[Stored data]
※
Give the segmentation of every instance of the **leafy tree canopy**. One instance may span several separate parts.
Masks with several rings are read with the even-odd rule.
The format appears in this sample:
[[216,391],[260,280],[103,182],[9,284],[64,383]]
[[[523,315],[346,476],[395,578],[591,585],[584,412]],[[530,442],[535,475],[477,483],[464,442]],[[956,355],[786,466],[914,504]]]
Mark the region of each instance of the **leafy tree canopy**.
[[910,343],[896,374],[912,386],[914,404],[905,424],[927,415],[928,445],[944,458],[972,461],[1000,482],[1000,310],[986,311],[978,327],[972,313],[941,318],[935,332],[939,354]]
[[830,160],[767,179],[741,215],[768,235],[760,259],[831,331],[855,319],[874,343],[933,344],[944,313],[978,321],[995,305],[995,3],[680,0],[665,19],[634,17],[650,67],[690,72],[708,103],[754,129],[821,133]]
※
● Work instruction
Return every line of the records in which the word "several" is found.

● Reply to the exercise
Give the segmentation of every instance of the **leafy tree canopy**. One instance may span several separate parts.
Masks with several rings are read with the even-odd rule.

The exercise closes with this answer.